Your goal ->
Revise the review of Paradise Regained between "Edward M. Lerner" and "simply as Ship.", inclusive, replacing "spacecraft" with "vessel".

Excerpted passage ->

[Start of section]

Edward M. Lerner introduces us to a tale that at once is reminiscent of the stark ever winter world of the Yukon in Jack London’s White Fang or the bitter cold existence of Jeremiah Johnston in the film, starring Robert Redford, that bares his namesake.
In Paradise Regained, Jan/Feb 2017 issue of Analog Magazine, we are ushered into a world trapped in cold and snow. A post-frontier future plight of a lone weary soul battling against time, elements and death to do as all living things do: survive. Paradise may be have entered our lexicon as a mythical place where wayward souls gravitate towards after their physical bodies have expired. Or it could be a saviour-oasis or archetypal Shambala where people seek both shelter and answers. But here, it is in the sanctity, warmth and protection afforded by a grounded spacecraft known simply as Ship.
A sole human takes up his father’s mantle when he passes and begins to live there and somehow help it. All because of a promise he had made. This leftover remnant of spacefaring ingenuity has, by the passing of ages, has had its full purpose forgotten. The history of humans who had come to this planet generations ago are recorded in a fading ship’s log or diary, yet the irony is that the human population that has managed to live off the land have lost the finer arts of speech and writing. Much is lost in translation. The ship, once a possible scouting craft launched from Big Ship, has become downgraded to bare usefulness; providing an essential ‘man-around-the-fire’ tool on which the man and his father had become attached. The main character, after covering his father’s body in stones until Winter breaks, begins reading what he can of the diary and learning all he can from Ship. There is a sense of time running out. Ship is eating the last of its Helium 3 and the man must help, but from what he can figure out, hundreds of years ago, Firsters – his space-faring colonial ancestors – came to this planet, ironically named ‘Paradise’ and became stranded there. Retroviruses were created that changed the human natural biology so that they could survive in the environment and eat the food and through this they devolved from social creatures to territorial ones.

[End of section]

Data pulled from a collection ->
[Start of section]

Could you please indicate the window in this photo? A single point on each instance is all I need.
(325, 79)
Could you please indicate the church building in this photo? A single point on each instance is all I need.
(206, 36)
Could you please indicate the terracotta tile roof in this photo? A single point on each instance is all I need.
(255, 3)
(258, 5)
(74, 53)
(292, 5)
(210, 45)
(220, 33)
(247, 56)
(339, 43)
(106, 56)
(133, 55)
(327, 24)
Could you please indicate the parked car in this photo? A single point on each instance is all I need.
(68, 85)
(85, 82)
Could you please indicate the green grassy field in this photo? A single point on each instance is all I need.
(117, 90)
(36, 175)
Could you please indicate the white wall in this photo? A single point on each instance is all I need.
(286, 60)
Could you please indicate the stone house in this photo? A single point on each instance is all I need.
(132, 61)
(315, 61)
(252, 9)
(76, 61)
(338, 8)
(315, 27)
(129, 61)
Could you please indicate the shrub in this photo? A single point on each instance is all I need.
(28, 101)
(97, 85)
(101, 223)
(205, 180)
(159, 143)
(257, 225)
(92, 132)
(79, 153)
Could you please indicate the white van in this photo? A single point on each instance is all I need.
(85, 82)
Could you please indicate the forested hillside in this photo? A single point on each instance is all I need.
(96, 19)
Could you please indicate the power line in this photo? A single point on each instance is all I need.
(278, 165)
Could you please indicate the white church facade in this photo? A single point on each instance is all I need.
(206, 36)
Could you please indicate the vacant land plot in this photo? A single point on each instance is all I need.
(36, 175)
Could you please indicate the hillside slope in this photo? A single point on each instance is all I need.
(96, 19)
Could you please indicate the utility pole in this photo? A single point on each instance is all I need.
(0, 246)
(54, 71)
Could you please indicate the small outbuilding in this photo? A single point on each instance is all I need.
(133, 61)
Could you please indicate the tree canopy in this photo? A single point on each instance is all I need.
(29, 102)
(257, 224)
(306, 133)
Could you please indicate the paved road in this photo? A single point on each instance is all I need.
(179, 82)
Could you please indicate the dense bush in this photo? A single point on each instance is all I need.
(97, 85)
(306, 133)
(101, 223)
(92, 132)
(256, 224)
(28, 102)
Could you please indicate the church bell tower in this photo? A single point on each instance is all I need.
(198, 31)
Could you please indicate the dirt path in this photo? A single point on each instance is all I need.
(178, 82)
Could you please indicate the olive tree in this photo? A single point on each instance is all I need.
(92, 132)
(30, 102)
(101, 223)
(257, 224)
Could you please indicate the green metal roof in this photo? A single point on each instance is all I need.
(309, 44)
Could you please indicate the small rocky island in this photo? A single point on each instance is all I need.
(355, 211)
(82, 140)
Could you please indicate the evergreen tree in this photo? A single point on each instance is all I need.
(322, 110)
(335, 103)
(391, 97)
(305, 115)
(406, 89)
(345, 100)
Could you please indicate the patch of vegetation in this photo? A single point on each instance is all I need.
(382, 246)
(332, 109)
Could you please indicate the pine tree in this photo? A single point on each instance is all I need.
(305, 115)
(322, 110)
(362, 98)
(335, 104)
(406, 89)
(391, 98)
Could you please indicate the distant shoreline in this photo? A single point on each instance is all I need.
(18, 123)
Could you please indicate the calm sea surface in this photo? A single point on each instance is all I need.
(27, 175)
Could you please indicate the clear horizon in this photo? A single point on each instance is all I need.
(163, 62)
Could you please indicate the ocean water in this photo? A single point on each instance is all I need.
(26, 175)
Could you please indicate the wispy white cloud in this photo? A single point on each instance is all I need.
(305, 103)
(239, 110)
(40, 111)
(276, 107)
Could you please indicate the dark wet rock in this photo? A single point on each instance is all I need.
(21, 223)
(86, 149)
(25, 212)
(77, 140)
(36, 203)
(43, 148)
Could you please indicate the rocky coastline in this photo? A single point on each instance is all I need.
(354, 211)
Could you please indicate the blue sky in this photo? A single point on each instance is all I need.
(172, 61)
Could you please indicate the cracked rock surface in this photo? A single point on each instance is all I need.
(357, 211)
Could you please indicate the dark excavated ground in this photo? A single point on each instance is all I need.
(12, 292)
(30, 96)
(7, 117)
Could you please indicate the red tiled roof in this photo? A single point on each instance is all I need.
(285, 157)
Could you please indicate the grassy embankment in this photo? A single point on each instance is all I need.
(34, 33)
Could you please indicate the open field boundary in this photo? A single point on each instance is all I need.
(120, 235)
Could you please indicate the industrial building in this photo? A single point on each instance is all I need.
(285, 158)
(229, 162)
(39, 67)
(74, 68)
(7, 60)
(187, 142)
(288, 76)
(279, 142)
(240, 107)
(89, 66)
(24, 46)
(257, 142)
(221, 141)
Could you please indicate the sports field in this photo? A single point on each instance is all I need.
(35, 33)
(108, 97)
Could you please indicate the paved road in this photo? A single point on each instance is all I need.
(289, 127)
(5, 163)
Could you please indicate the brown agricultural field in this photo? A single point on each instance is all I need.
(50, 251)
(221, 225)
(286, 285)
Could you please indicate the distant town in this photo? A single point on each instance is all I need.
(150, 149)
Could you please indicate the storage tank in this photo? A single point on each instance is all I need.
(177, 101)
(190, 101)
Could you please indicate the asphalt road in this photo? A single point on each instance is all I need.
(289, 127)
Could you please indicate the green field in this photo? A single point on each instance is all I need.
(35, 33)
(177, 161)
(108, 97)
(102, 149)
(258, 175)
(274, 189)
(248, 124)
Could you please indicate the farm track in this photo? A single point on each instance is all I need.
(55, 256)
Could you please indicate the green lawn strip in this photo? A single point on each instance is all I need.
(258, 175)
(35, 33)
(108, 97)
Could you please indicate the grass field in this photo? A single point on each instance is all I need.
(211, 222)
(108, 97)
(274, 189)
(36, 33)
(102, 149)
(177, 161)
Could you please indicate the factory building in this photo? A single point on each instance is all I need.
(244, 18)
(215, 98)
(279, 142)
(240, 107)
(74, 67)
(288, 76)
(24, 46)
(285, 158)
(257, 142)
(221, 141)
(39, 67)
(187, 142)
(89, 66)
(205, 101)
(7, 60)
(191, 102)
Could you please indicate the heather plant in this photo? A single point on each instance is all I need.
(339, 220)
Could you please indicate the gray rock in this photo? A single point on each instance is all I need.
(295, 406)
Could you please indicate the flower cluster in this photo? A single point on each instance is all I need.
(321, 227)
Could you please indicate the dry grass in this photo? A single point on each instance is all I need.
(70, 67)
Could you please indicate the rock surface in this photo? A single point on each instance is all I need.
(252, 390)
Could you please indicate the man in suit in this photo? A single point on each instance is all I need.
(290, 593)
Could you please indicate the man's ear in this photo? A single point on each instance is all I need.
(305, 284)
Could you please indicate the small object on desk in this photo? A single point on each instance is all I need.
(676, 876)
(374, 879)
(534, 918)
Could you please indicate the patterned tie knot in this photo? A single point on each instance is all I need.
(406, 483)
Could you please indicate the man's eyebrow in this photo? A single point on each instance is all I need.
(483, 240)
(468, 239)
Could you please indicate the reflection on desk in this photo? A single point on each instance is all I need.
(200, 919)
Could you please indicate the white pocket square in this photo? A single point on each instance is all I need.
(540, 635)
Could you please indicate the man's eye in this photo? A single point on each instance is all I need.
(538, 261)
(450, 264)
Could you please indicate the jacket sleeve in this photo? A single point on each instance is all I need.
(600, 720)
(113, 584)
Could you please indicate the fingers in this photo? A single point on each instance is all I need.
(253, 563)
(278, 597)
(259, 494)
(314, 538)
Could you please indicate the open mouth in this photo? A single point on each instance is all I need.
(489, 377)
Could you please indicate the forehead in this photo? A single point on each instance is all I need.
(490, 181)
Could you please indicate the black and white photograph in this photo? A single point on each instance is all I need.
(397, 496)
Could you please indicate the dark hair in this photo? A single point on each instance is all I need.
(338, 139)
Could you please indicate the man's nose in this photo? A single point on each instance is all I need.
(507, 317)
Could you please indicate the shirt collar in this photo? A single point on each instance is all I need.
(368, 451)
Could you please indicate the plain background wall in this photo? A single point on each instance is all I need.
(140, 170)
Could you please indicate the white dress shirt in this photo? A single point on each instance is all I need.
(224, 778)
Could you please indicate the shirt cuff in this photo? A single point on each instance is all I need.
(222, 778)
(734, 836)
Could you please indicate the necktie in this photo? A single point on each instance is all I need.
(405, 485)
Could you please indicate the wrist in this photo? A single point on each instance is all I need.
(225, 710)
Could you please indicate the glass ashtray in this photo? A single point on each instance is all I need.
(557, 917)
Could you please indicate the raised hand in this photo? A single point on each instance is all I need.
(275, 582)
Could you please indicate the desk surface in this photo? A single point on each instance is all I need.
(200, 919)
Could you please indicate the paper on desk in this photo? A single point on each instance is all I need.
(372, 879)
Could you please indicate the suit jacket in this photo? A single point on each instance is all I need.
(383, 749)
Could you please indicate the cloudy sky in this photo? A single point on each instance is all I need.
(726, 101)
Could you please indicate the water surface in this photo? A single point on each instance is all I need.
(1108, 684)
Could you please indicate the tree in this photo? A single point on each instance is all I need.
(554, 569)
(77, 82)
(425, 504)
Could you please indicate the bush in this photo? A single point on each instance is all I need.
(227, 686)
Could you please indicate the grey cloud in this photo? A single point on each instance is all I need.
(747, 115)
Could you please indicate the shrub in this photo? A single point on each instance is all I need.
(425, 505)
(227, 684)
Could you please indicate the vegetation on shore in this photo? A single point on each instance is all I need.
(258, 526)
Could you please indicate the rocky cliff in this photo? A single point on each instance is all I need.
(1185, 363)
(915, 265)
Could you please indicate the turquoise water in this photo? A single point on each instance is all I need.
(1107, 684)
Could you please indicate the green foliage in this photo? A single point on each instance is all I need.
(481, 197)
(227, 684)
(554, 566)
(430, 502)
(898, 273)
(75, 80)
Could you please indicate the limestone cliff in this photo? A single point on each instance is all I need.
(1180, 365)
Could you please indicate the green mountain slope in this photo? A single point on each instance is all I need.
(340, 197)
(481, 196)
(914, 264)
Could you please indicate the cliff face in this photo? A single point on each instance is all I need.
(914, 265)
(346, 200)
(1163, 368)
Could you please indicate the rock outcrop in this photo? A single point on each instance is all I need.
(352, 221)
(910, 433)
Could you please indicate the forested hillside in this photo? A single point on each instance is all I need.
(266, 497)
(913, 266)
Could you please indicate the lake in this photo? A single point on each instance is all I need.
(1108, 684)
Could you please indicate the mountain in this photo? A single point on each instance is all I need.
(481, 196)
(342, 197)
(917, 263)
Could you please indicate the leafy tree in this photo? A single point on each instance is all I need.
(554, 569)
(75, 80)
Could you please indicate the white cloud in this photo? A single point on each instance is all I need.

[End of section]

Task answer ->
Edward M. Lerner introduces us to a tale that at once is reminiscent of the stark ever winter world of the Yukon in Jack London’s White Fang or the bitter cold existence of Jeremiah Johnston in the film, starring Robert Redford, that bares his namesake.
In Paradise Regained, Jan/Feb 2017 issue of Analog Magazine, we are ushered into a world trapped in cold and snow. A post-frontier future plight of a lone weary soul battling against time, elements and death to do as all living things do: survive. Paradise may be have entered our lexicon as a mythical place where wayward souls gravitate towards after their physical bodies have expired. Or it could be a saviour-oasis or archetypal Shambala where people seek both shelter and answers. But here, it is in the sanctity, warmth and protection afforded by a grounded vessel known simply as Ship.